** Задания **
(1) Что, согласно отрывку о больном в Горках, подарит ему Сталин?
(2) Выпишите из отрывка о больном в Горках фрагмент от слов «Что-то там в» до слов «я его ненавижу!..» включительно.
(3) Напишите продолжение отрывка о больном в Горках, начав сразу после его последней фразы.

** Фрагмент текста **
════════

Что-то там в его искалеченном мозгу еще шевелится, что-то людское еще осталось, ему невыносимо, и он бросается оземь своим полутелом, и ползет, ползет, ползет, как червь, как слизень, как обрубок куда-то туда, куда-то в цветы, как будто хочет уйти в землю — ибо на небо ему путь заказан,- куда-то в землю, но не уйдет, не доползет, как не ушли, не доползли, не доползут его жертвы, приговоренные им, обреченные, убитые и еще не убитые, мирные, хорошие, в сто раз лучшие, чем он.
...Господи, прости меня, как я его ненавижу!..
Не доползет,- его опять отловят и вернут на место. В Горки приедет Сталин — так, на разведочку. Подарит палку. Что же еще может подарить тиран бодрый и готовящийся тирану чахнущему и гаснущему? Больной не узнает Сталина, да и можно ли ясно провидеть будущее, если и настоящее для тебя система темных, непроходимых коридоров? Кто это был? Как его фамилия? Он еврей? Нет?- жаль; с евреем, по крайней мере, всегда можно договориться... Что это в супе?! Палец?!
При чем тут палец, Володя, это же горох!!!

════════

** Исходные записи **
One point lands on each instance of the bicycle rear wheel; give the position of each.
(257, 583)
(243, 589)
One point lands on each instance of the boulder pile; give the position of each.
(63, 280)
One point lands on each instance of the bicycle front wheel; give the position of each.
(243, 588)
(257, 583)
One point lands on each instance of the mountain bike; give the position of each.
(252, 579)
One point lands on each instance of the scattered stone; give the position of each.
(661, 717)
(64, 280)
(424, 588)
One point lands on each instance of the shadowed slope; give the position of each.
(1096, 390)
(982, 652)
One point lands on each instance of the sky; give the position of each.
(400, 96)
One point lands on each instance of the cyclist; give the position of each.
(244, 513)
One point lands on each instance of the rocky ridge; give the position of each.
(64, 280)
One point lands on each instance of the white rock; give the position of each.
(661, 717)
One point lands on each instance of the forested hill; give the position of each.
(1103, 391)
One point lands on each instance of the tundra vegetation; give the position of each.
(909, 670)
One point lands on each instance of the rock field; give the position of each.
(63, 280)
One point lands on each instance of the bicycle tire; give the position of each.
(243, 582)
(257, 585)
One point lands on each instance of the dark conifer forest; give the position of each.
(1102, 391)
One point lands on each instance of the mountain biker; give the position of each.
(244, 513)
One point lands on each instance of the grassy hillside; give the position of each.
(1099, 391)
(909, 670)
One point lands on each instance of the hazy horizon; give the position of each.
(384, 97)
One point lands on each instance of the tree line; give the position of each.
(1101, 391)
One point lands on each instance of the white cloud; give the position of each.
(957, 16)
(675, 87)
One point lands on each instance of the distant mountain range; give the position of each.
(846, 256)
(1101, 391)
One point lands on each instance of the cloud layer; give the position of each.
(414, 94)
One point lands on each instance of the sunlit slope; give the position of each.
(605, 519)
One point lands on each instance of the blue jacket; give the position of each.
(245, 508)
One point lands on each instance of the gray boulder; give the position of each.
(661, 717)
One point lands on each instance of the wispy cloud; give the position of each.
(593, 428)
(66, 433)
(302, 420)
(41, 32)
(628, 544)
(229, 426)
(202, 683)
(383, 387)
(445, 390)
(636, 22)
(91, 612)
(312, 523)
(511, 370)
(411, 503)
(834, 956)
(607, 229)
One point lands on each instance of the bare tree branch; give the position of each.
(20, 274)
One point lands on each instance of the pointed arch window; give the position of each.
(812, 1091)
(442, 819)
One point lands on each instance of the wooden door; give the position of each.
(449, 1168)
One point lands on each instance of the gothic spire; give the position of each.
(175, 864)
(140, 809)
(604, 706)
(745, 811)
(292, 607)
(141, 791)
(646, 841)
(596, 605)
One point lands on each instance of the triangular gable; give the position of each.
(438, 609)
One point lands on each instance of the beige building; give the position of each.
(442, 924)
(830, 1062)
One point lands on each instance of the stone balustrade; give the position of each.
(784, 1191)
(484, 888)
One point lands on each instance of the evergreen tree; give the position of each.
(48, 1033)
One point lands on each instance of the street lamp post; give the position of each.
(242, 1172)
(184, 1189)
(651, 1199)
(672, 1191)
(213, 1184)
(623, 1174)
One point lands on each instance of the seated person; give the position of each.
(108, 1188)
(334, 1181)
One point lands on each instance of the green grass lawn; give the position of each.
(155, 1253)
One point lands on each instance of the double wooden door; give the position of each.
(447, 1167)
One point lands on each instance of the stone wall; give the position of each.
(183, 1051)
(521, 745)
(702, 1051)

════════

** Ответы к заданиям **
(1) Палку.

(2)
Что-то там в его искалеченном мозгу еще шевелится, что-то людское еще осталось, ему невыносимо, и он бросается оземь своим полутелом, и ползет, ползет, ползет, как червь, как слизень, как обрубок куда-то туда, куда-то в цветы, как будто хочет уйти в землю — ибо на небо ему путь заказан,- куда-то в землю, но не уйдет, не доползет, как не ушли, не доползли, не доползут его жертвы, приговоренные им, обреченные, убитые и еще не убитые, мирные, хорошие, в сто раз лучшие, чем он.
...Господи, прости меня, как я его ненавижу!..

(3)
Он не понимает, кто к нему приходил и что там, в супе, и не понимает, где он, и не понимает, почему он тут, среди этих дорогих, чужих вещей люстры, мраморные статуи, анфилады, тонкая посуда, белый чужой рояль, на котором — по его же вине — никто уже ничего не сыграет, и чудные, пышные, опустелые сады, которых он не заслужил. Здесь у них никто ничего не заслужил, никто не знает, как быть дальше. Сестра ест свой суп из чужой посуды, держа тарелку на коленке, как бы в пути, как бы на пересылке, и когтит Больного, попрекает эгоизмом — умирать он, видите ли, собрался, а как же близкие, которые от него зависят? Они хотят жить. После всего, что они наделали, они еще хотят жить. И держать его живым, живее всех живых, чтобы кормиться вокруг него, чтобы загораживаться его еще живым трупом от той новой, страшной, нетерпеливой силы, которая обложила дом, притаилась за деревьями и ждет своего часа. Потому что после него придет и их черед.
А он и жить не хочет, и умереть не может. Он хочет только одного:
— Дверь, но закройте же дверь!..
Но уж этой-то роскоши ему никто не разрешит.
«Телец» — абсолютный шедевр, лучший фильм Александра Сокурова.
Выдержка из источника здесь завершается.